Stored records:
§ §

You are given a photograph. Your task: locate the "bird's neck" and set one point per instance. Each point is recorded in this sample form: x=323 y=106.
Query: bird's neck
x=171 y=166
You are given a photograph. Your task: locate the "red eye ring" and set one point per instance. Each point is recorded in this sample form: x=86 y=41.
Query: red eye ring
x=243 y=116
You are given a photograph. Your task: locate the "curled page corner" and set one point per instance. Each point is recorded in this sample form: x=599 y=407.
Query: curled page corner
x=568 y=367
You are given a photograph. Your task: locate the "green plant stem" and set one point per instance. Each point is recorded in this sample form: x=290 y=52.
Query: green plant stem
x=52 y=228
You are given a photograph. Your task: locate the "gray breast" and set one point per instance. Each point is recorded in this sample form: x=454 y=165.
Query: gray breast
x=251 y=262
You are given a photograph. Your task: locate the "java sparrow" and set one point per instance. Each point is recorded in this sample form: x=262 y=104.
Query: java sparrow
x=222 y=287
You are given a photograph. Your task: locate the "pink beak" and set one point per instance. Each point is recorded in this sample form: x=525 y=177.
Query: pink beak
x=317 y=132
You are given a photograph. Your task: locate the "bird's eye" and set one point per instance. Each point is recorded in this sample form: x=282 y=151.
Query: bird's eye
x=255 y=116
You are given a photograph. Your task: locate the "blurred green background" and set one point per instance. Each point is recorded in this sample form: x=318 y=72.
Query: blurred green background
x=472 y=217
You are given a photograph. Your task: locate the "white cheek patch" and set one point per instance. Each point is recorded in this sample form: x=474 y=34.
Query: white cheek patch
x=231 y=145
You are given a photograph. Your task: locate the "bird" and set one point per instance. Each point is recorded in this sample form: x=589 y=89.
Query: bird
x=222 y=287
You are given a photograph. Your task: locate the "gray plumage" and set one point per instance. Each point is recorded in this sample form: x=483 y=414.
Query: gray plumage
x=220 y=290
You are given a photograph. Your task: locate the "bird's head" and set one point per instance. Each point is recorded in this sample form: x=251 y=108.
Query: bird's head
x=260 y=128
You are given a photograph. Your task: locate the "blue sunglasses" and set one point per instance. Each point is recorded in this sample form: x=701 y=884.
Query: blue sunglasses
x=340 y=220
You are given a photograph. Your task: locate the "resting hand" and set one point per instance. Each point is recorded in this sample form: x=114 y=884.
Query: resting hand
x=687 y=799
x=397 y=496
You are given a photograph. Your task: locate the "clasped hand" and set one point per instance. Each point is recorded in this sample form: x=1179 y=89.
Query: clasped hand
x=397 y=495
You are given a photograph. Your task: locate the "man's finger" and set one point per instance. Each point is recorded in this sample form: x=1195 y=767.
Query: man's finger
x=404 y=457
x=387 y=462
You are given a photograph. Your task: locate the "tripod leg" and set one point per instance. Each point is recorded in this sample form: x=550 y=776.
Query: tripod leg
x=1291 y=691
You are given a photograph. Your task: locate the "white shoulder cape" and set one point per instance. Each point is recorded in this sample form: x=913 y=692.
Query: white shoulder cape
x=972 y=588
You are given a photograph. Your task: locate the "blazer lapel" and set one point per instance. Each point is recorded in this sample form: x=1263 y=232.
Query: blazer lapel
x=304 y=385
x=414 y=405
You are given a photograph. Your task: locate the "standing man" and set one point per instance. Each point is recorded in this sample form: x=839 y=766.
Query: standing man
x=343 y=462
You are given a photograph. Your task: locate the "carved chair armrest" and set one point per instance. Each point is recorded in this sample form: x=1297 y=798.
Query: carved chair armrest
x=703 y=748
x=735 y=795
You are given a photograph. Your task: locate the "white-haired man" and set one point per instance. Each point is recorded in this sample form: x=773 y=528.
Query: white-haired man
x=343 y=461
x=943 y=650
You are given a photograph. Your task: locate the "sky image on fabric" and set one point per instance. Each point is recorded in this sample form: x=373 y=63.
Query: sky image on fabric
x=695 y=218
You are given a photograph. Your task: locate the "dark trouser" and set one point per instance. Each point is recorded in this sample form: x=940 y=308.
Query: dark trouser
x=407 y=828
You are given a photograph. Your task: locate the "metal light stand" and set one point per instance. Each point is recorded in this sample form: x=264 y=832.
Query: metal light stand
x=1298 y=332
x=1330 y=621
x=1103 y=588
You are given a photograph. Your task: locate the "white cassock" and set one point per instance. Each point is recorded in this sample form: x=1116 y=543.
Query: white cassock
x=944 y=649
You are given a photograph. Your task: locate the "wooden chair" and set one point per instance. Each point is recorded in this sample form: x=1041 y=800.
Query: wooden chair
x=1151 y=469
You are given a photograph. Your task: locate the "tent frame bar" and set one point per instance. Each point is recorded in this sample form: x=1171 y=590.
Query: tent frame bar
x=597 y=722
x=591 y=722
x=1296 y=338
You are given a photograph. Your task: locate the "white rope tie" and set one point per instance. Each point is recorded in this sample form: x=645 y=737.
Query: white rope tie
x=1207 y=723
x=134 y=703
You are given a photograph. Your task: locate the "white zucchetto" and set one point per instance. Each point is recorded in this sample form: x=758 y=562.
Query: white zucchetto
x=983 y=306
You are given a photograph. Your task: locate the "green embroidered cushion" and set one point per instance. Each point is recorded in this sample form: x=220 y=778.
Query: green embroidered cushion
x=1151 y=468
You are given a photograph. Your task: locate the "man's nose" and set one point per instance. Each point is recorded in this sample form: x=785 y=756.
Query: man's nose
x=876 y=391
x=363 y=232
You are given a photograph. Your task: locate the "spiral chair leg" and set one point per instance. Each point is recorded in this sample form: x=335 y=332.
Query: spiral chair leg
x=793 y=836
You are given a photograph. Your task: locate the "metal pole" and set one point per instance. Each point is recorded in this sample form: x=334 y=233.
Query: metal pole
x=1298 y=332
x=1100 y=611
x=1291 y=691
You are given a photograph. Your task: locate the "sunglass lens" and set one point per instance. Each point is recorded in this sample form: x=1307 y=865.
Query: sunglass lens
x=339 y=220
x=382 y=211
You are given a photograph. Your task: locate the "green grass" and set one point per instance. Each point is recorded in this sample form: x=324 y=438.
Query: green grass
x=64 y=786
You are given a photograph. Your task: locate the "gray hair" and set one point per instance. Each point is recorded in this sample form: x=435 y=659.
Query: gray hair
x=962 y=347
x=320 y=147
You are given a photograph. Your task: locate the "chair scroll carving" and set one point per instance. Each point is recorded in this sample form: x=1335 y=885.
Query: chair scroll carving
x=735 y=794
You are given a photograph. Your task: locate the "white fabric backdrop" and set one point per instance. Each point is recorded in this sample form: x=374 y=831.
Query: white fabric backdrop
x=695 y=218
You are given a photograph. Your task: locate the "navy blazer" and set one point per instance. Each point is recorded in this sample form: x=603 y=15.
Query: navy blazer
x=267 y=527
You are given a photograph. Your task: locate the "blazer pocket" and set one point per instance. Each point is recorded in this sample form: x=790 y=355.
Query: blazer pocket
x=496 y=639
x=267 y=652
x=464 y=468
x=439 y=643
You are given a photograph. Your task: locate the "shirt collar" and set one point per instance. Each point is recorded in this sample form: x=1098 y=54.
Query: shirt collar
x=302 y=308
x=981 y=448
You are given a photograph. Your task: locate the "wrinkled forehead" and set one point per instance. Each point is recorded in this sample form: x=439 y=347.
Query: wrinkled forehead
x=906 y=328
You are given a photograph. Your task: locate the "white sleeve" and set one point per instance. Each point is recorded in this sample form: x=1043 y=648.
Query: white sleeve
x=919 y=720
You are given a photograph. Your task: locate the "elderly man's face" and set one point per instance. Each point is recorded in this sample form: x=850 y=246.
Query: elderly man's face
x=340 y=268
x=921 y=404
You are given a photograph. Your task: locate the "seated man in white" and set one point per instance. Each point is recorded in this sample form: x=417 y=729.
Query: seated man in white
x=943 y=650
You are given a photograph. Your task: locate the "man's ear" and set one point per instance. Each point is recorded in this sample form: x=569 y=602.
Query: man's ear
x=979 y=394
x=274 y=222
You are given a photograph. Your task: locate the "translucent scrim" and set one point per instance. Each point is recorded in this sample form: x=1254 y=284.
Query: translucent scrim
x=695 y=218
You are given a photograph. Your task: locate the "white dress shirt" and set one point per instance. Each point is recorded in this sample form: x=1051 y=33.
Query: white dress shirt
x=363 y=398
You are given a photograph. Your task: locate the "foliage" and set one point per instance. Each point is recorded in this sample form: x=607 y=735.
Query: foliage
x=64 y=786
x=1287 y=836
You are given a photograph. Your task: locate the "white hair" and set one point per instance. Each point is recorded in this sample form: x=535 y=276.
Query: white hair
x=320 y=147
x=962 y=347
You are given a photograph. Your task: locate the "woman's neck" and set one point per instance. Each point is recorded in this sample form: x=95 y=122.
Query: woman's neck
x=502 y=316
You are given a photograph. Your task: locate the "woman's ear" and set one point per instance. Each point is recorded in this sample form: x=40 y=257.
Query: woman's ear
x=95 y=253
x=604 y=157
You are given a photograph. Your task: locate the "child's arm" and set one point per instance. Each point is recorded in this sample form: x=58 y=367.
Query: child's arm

§ §

_Directions for this task_: Only the lines that contain the string "child" should be copied from the entries above.

_Response area_:
You are given a photograph. Your task: locate the "child's arm" and set one point per instance. Each point is recorded in this sample form: x=58 y=367.
Query: child's arm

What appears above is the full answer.